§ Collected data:
==========
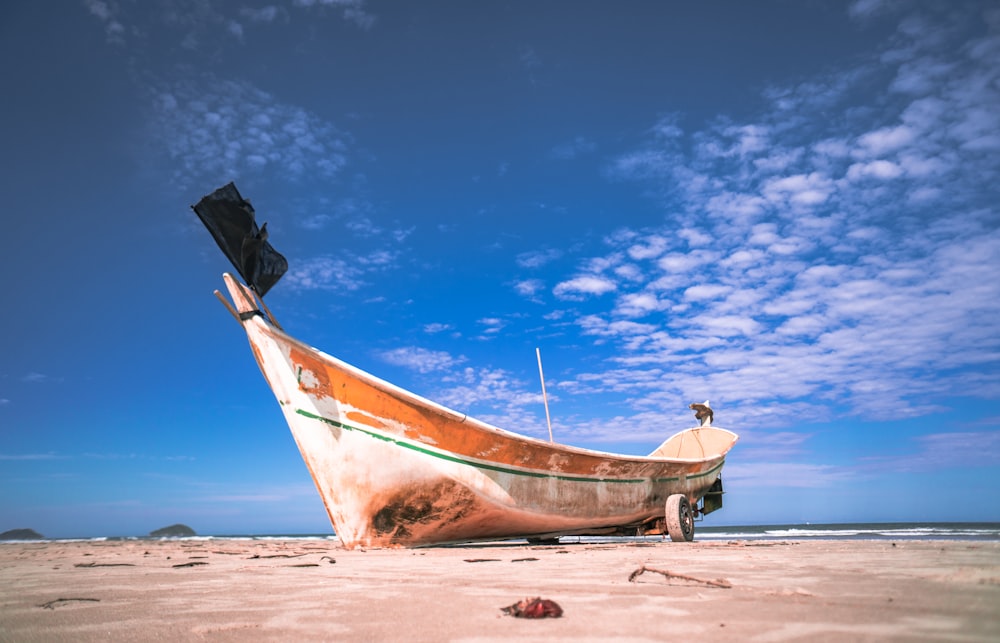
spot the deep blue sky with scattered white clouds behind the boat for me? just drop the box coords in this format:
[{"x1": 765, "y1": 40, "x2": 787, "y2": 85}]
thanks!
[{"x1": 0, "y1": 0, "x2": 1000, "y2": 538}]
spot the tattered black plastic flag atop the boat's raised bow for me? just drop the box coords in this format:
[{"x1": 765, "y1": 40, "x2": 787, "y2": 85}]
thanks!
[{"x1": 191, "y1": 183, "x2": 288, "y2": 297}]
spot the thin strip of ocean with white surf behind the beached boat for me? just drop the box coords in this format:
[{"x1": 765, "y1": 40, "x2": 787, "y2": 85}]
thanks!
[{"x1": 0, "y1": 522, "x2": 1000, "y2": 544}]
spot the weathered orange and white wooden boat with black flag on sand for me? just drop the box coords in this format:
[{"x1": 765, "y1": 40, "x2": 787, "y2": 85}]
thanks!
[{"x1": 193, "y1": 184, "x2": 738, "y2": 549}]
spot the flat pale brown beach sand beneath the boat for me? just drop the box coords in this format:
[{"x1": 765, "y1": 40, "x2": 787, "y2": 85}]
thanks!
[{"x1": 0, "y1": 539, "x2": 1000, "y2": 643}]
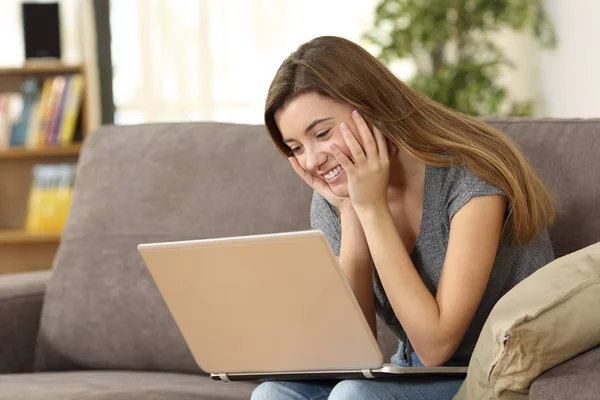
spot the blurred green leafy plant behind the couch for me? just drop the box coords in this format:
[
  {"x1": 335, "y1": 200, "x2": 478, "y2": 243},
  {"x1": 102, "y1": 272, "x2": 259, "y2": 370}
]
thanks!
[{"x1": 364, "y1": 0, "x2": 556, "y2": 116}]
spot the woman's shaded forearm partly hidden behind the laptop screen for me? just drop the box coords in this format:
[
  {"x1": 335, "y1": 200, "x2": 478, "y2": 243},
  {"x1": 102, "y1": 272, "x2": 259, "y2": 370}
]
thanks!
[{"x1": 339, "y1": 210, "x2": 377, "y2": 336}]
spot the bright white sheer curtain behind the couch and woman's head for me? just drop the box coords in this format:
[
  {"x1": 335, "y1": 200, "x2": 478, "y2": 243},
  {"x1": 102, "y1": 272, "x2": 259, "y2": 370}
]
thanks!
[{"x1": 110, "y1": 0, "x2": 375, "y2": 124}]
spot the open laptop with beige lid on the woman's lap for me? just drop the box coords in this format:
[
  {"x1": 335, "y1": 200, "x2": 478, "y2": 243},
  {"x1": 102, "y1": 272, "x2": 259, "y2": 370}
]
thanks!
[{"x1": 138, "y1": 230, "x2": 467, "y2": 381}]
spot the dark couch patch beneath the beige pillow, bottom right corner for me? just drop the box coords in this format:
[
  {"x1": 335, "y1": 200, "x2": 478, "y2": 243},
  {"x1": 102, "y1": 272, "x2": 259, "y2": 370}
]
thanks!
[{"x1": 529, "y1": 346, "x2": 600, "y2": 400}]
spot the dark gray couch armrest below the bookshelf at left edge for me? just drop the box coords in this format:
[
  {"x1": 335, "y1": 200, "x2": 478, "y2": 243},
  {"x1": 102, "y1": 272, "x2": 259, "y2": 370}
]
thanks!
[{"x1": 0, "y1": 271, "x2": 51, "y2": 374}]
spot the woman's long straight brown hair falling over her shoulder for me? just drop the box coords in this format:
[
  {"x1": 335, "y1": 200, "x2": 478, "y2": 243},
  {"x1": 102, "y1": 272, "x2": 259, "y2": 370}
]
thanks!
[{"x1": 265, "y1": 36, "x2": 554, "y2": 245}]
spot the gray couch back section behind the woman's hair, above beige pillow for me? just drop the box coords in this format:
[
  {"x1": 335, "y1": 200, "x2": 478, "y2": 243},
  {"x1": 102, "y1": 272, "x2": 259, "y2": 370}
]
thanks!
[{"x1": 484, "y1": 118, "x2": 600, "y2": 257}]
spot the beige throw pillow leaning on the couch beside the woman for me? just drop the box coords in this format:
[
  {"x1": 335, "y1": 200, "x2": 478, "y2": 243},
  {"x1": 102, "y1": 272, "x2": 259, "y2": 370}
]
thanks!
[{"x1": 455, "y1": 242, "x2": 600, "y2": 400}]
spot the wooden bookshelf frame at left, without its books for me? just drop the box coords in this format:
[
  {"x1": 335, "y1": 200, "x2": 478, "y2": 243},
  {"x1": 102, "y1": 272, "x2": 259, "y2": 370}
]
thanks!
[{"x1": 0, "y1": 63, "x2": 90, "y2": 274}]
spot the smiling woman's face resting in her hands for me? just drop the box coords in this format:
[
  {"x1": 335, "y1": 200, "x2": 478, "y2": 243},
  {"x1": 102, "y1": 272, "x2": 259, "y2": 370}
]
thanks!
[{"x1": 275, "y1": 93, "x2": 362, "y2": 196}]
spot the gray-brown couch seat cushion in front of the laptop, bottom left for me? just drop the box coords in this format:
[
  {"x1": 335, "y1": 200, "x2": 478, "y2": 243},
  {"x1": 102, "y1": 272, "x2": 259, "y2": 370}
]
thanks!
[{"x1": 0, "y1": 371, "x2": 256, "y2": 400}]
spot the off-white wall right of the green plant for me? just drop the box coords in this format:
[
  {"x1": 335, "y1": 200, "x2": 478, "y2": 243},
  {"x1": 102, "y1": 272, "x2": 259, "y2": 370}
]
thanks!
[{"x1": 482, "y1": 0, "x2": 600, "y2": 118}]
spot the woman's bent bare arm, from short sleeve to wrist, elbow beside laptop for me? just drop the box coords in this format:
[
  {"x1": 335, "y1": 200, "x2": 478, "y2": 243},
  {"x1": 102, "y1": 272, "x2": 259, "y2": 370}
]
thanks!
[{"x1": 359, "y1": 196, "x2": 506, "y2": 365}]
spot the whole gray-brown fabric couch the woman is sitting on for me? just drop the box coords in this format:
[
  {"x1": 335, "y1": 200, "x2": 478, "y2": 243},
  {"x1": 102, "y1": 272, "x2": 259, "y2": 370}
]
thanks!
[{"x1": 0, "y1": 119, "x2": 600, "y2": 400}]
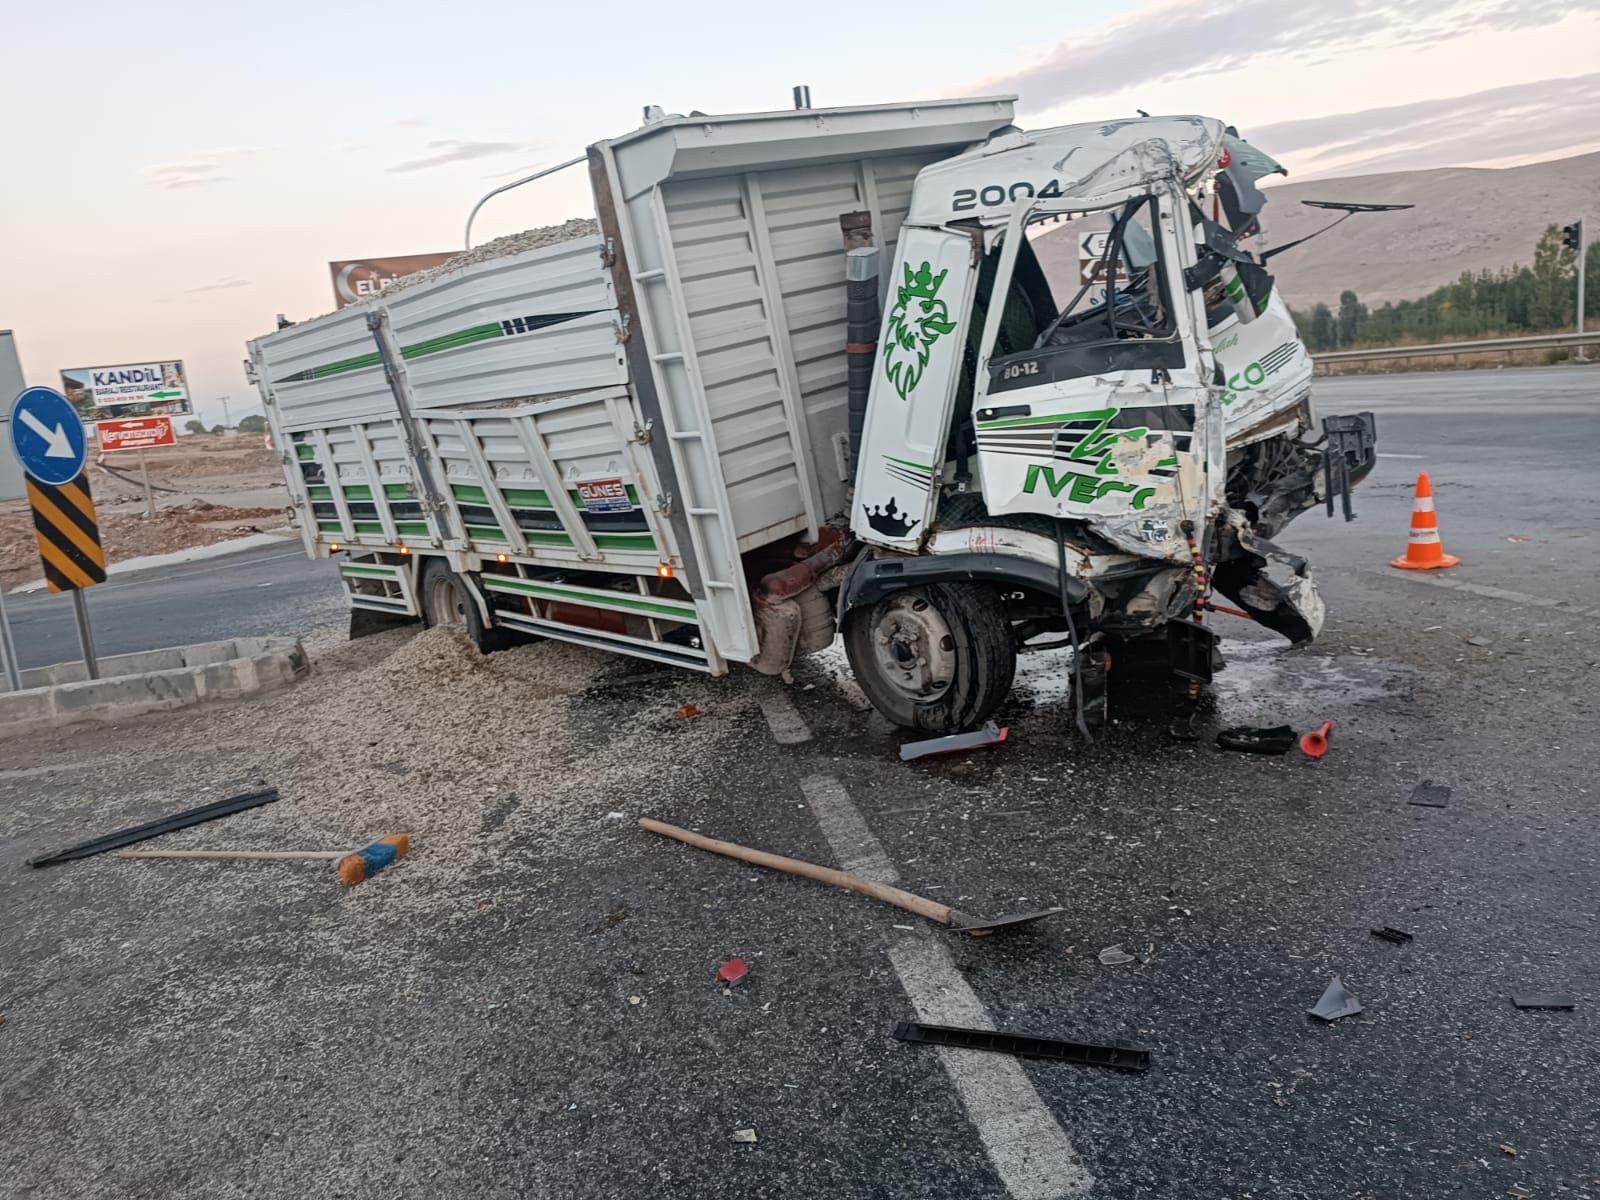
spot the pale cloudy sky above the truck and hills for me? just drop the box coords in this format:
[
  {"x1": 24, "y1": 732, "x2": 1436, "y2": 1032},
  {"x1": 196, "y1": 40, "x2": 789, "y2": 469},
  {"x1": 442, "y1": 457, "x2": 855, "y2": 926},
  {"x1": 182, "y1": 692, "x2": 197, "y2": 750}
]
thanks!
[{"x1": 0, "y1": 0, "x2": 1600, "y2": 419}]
==========
§ Task directions:
Copy every line of the records above that holds the word "beside".

§ Reply to the exercise:
spot the beige throw pillow leaning on the couch beside the woman for me? just drop the box coords in this format:
spot the woman's bent bare arm, from short sleeve to wrist, elbow beside laptop for me? just drop the box coords in this format:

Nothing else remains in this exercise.